— Start of Material provided —

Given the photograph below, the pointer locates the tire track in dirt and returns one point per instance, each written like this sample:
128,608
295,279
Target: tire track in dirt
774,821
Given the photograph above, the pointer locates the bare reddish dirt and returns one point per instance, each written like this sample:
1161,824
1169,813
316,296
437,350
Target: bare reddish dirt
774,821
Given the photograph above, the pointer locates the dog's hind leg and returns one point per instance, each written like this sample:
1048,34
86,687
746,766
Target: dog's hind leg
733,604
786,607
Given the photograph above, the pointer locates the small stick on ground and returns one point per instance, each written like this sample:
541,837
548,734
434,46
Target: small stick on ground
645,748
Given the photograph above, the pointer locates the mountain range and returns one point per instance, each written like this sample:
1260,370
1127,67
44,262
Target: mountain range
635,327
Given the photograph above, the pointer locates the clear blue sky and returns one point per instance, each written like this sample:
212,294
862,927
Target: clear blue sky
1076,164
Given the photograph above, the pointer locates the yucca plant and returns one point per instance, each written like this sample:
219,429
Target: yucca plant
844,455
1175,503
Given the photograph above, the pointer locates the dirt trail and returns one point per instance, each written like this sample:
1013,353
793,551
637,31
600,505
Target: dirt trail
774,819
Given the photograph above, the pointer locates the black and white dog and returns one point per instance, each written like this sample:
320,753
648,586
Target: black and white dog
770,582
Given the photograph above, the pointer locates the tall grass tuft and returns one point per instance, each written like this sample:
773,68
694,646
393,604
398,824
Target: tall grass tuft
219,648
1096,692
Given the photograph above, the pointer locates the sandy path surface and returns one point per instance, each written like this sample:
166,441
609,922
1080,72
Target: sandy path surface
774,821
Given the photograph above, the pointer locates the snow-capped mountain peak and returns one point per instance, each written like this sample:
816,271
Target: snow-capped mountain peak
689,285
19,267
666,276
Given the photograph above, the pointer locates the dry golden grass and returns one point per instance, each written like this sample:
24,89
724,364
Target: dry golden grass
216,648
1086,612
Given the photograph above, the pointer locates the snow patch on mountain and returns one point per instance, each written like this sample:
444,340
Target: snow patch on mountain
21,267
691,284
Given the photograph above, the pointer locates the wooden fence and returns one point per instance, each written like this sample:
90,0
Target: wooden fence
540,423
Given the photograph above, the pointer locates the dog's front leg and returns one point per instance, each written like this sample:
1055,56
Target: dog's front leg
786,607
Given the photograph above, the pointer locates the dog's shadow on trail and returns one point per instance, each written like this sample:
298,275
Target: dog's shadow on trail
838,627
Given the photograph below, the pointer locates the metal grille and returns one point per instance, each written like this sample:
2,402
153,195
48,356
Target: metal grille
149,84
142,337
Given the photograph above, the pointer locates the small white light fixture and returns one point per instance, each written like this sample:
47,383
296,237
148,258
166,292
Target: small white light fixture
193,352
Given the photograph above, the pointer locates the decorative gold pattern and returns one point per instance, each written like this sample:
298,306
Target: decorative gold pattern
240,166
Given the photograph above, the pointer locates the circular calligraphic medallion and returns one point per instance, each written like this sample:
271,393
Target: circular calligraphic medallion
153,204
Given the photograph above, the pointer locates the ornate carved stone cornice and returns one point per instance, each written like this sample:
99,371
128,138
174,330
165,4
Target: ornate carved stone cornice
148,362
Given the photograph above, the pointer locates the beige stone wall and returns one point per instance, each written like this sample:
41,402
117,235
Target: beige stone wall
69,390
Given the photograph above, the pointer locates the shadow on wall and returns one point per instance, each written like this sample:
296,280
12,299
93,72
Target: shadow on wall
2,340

— End of Material provided —

• [Task directions]:
Everything from the line containing "Given the photograph below, the pointer locates the metal" to the end of the records must be written out exactly; include both of those lines and no others.

• [Response]:
Given the photograph below, the pointer locates the metal grille and returns one point per instance, each written like this sample:
2,402
153,195
48,356
Target: metal grille
149,84
142,337
Given the photograph above, the pointer locates the small white light fixture and returns one point per instance, each written like this sample:
47,383
296,237
148,258
166,292
Target: small white light fixture
193,352
Given the photograph above, the pointer locates the decorative gold pattern and returns one point per instance, each written like this sample:
298,306
Target: decorative gold pattern
240,166
Given the photograph above, the pointer locates the circular calligraphic medallion and returns one point per instance, each written like this sample:
271,393
Target: circular calligraphic medallion
153,204
Given the photograph above, the pointer locates the ornate carved stone cornice and returns one point per instance, each written like this sample:
99,371
128,138
174,330
165,4
Target: ornate carved stone cornice
148,362
Given the photograph above, the pointer locates the beige stone wall and returns one point per instance, each written like this sample:
41,402
117,235
Target: beige stone wall
69,390
Given the photograph above, the pointer locates the shadow on wall and returns one point per instance, each written like this sample:
296,280
12,299
93,72
Target: shadow on wall
2,340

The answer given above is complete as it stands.